## WHAT IS EXPECTED
The answer must be the full data, restated word for word, with no pictures in it.

## EXERCISE INPUTS
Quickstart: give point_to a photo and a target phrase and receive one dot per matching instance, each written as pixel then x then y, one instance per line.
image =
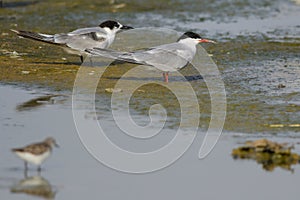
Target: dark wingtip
pixel 126 27
pixel 15 31
pixel 17 150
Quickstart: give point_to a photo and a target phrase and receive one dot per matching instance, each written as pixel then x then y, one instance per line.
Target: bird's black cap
pixel 190 34
pixel 110 24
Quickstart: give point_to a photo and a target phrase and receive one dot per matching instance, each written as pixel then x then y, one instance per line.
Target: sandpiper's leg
pixel 91 61
pixel 166 76
pixel 25 165
pixel 25 169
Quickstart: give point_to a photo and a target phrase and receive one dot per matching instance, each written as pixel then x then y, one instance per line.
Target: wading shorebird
pixel 36 153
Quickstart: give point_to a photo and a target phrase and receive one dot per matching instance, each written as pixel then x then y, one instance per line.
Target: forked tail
pixel 35 36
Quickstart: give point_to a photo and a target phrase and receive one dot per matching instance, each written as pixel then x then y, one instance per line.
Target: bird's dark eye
pixel 110 24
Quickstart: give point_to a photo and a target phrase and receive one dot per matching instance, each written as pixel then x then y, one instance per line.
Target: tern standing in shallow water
pixel 77 41
pixel 36 153
pixel 167 57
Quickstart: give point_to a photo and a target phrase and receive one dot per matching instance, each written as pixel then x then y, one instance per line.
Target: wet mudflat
pixel 258 59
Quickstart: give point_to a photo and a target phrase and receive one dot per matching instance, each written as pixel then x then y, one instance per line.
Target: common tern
pixel 77 41
pixel 167 58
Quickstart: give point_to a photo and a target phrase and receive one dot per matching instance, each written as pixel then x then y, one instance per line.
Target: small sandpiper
pixel 36 153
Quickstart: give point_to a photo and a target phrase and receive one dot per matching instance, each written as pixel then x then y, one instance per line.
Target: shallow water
pixel 258 59
pixel 72 173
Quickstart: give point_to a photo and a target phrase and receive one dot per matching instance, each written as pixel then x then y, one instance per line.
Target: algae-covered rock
pixel 269 154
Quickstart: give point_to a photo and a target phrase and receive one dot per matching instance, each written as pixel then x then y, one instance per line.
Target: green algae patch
pixel 268 154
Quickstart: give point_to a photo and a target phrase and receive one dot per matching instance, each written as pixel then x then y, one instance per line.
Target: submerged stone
pixel 267 153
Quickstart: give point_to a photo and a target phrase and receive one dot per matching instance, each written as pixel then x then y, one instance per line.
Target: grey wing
pixel 82 39
pixel 87 30
pixel 169 57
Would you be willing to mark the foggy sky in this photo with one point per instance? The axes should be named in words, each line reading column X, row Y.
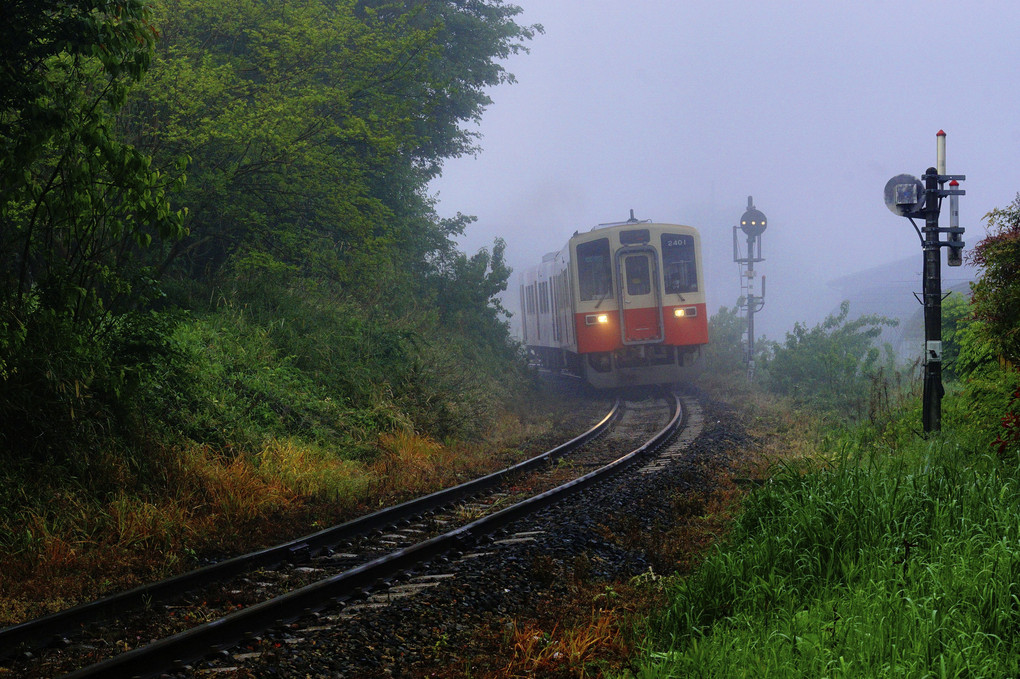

## ANSWER BOX
Quickstart: give point_to a photo and a target phrase and receive one dot per matching instance, each written as pixel then x then y, one instance per line.
image =
Target: dark wingtip
pixel 126 27
pixel 15 31
pixel 17 150
Quickstart: give point_to a photo and a target phrase and receive one dot per matching instance, each written as pixel then x then y, one instance per line.
Target: bird's black cap
pixel 190 34
pixel 110 24
Quickstart: give point_to a photo and a target phrase and receive one dot per matching instance, each written as pixel then x then y, one instance per line.
Target: sandpiper's leg
pixel 91 61
pixel 166 76
pixel 25 165
pixel 25 169
Quickstart: give point_to a photo and a target phrase and receive one dot per matching instance, each written as pixel then x then y, one instance per line.
Target: wading shorebird
pixel 36 153
Quickstart: give point_to a photo and a target phrase and receive one dot per matching instance, each written as pixel then x then y, one instance per line.
Target: forked tail
pixel 35 36
Quickstart: give point_to a photo and a target phrase and receive one dot per matching instance, each written as pixel then x then y, one instance per line.
Target: bird's dark eye
pixel 110 24
Quickstart: give point_to a photo and a target phrase and receive one dot per matching instance, each written as pixel then x then y, one instance per line.
Target: tern standing in shallow water
pixel 77 41
pixel 36 153
pixel 167 57
Quickstart: give point_to a photo and a target phrase and receive one dot per matching instance, each written as pixel then x then y, one instance per line.
Target: wet mudflat
pixel 258 59
Quickstart: give point_to a photo and a target phrase and receive one dot per matching instance, each written as pixel then x then y, one instance per line.
Target: common tern
pixel 77 41
pixel 167 58
Quickstart: give point_to a photo and a target phrase and receive one dot per matching instance, each written as pixel then x then y, one instance per line.
Target: small sandpiper
pixel 36 153
Quickstart: give point_to a photo and a target phrase and receive one dot per matching instance, each written as pixel then x then y, one instance per line.
Target: shallow water
pixel 258 59
pixel 72 173
Quickstart: give point_to a photo and a target phrase and receive one dot per matching instance, each written as pixel then x then y, one instance per line.
Target: algae-covered rock
pixel 269 154
Quickstart: give point_to a photo and a target phrase and receive one dot per matching instance, each written as pixel then x then y, one instance per line.
Target: green algae patch
pixel 268 154
Quickstart: give point_to a photo and a target phrase and receive one dot per matching instance, each written as pixel then x then y, one instance per line.
Target: submerged stone
pixel 267 153
Quickstart: give point_to a photo and a target phrase and receive one dot per matching instance, each written as pixel then x then y, one instance per line.
Target: grey wing
pixel 82 39
pixel 87 30
pixel 169 57
Would you be willing to mark the foggy sky in this photo with one point per instance? The axes should be named in words, each line reading column X, row Y.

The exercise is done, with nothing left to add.